> [SUPPLIED RECORDS]
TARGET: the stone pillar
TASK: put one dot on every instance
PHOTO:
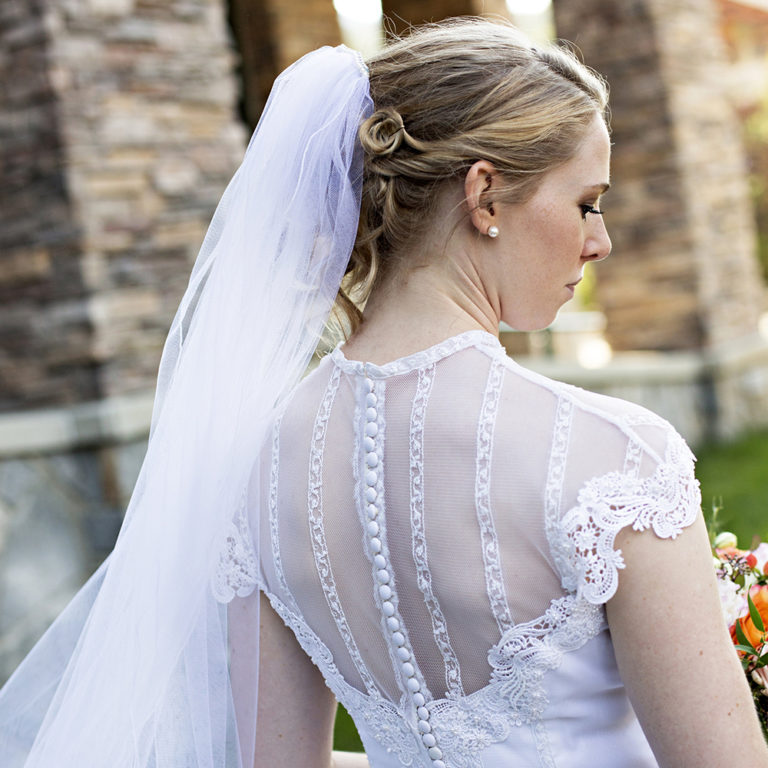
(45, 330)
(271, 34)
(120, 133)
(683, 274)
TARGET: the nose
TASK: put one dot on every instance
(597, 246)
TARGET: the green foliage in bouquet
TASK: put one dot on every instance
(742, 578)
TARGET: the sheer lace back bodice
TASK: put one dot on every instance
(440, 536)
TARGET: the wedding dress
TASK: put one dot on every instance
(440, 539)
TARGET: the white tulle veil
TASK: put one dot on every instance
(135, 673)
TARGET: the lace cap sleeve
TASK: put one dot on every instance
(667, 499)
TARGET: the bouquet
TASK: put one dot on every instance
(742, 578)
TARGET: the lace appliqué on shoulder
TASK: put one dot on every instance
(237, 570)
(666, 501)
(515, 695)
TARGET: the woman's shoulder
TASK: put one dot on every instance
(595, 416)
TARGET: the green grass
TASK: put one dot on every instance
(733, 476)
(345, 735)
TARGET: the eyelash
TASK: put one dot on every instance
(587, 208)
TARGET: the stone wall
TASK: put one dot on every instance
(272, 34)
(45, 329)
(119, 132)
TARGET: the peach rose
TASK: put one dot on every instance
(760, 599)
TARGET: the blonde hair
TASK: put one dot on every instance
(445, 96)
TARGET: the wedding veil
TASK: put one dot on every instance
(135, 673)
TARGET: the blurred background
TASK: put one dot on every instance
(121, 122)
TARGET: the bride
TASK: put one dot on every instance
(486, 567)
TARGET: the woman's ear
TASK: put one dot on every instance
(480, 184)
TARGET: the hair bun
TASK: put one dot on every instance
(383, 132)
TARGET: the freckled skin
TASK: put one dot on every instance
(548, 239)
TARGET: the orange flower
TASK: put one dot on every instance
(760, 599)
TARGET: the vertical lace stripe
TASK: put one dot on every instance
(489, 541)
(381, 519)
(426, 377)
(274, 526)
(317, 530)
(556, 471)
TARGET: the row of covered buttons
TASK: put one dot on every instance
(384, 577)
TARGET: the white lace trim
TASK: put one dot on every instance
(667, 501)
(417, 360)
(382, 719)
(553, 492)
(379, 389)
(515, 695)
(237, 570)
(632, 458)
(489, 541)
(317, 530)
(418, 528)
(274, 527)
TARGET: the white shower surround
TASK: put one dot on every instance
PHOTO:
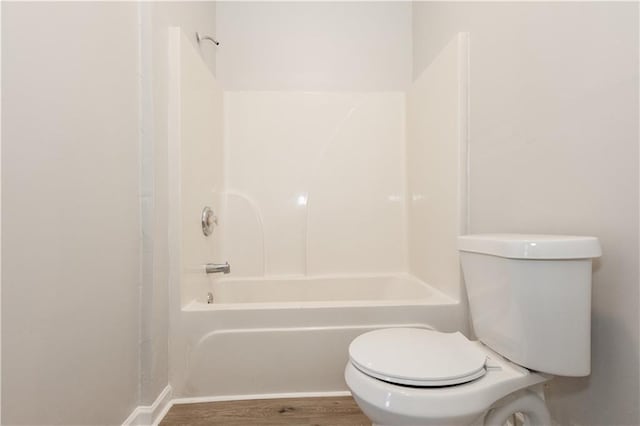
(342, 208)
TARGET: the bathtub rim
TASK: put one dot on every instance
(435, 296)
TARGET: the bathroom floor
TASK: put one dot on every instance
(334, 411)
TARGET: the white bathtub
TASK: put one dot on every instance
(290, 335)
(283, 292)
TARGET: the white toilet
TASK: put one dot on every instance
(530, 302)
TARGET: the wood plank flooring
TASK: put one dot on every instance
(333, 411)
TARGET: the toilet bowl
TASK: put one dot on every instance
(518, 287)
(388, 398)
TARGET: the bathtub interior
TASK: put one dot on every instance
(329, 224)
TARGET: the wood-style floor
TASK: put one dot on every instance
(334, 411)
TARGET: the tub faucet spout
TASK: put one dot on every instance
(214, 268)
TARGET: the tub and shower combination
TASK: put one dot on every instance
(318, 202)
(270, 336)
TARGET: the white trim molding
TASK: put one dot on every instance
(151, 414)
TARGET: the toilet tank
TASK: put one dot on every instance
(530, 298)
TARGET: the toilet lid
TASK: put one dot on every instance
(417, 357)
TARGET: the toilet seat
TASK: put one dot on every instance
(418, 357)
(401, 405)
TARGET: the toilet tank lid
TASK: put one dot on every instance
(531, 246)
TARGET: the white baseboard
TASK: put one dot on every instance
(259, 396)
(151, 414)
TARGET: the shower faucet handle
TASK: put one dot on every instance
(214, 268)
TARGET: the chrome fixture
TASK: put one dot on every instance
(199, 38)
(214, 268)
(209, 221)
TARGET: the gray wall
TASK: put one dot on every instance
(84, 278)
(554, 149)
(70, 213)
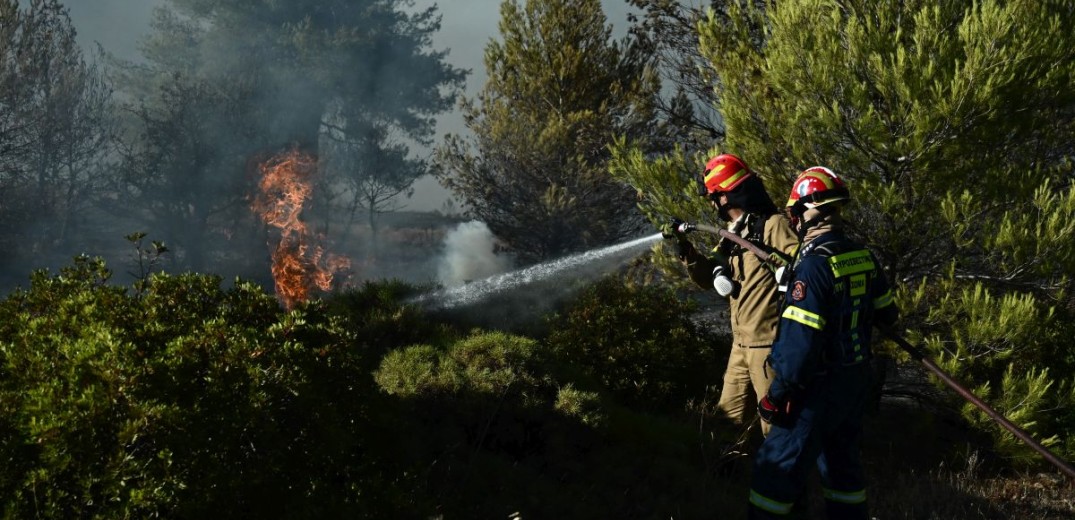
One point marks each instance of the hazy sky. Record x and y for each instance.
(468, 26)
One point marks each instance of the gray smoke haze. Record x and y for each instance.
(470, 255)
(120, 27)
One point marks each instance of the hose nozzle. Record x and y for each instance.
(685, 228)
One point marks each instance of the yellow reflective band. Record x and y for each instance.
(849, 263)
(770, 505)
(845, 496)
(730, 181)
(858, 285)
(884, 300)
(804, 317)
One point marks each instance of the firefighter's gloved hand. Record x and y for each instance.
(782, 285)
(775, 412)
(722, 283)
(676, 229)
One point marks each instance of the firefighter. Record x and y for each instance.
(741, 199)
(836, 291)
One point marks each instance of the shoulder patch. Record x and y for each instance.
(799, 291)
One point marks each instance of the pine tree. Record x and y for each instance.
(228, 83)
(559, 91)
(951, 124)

--

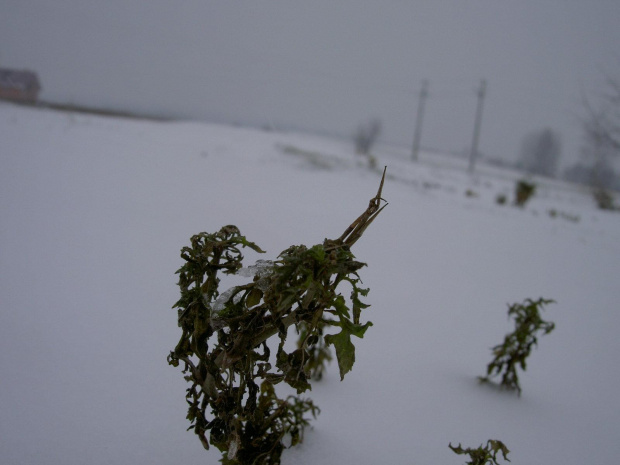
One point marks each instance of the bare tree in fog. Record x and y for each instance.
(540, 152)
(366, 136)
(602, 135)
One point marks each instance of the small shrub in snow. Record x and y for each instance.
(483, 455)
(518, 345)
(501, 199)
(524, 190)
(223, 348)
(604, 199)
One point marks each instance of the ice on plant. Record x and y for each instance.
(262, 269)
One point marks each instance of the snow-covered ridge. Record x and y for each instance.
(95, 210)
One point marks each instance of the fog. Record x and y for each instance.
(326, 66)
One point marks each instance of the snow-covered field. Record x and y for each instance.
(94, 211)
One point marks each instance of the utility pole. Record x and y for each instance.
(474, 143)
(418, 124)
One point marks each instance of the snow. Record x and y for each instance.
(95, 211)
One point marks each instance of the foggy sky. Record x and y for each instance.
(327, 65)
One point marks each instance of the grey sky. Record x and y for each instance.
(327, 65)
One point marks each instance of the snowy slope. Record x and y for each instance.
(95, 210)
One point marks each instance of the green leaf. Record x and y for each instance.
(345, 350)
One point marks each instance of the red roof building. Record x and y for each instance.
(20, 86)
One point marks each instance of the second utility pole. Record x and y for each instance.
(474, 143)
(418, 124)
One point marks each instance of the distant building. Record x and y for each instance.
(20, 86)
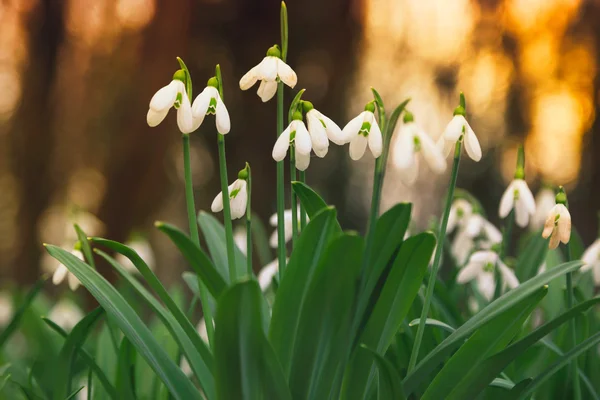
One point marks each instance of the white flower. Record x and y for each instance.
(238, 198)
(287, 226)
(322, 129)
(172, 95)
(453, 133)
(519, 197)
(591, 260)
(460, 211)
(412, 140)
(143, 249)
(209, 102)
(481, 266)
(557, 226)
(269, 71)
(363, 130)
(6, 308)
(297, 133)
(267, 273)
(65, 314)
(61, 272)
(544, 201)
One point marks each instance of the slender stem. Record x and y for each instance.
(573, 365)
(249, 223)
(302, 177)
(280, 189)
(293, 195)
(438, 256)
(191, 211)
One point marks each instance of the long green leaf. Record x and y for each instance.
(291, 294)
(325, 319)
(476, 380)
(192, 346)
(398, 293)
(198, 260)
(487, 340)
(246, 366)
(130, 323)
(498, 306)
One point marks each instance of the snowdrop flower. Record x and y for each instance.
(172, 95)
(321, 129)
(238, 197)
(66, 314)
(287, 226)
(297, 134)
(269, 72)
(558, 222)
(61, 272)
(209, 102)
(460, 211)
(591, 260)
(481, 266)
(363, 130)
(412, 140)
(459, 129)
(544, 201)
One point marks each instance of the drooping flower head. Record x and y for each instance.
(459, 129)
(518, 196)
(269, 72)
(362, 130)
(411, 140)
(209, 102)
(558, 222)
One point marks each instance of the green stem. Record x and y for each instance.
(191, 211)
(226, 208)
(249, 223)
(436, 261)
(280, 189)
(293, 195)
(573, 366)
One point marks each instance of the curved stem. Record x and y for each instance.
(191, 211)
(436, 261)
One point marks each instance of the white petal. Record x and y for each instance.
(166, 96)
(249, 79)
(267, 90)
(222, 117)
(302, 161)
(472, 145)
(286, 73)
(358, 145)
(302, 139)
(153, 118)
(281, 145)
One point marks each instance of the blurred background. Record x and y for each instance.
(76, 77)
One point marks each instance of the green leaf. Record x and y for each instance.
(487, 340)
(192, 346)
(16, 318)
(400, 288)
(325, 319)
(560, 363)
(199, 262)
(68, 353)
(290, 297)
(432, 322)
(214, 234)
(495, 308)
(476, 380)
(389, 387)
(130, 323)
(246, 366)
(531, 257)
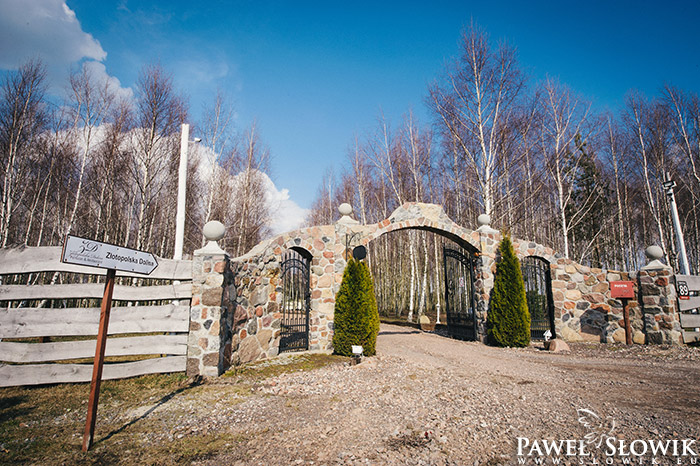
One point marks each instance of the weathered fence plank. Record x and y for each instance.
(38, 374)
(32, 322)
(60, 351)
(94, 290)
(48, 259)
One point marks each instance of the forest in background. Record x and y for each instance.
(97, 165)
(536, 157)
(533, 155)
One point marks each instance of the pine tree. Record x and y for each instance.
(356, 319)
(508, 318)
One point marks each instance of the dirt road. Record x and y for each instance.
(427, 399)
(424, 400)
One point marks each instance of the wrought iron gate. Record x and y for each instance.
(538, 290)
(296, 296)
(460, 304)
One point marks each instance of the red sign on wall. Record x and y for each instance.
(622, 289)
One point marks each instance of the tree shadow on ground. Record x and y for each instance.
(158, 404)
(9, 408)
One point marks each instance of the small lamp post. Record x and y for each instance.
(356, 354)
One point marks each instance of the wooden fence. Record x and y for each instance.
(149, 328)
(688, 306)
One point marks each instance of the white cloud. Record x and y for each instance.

> [WHAT IS NEEDED] Show each line of the material that includes the word "bathtub".

> [SOLUTION]
TARGET: the bathtub rim
TARGET: the white bathtub
TARGET: the bathtub interior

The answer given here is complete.